WORK INSTRUCTION
Could you give back every entry below exactly, with the pictures dropped?

Dataset entries
+ + + + +

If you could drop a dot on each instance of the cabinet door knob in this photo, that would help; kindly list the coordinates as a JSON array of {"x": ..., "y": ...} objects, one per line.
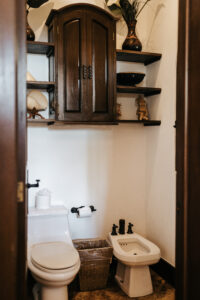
[
  {"x": 84, "y": 72},
  {"x": 90, "y": 72}
]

+ + + + +

PROBLEM SOLUTION
If you could drop a dot on each instance of the cabinet door knob in this photo, that would help; kindly list the coordinates as a JSON array of {"x": ..., "y": ...} objects, one per line.
[
  {"x": 84, "y": 72},
  {"x": 90, "y": 72}
]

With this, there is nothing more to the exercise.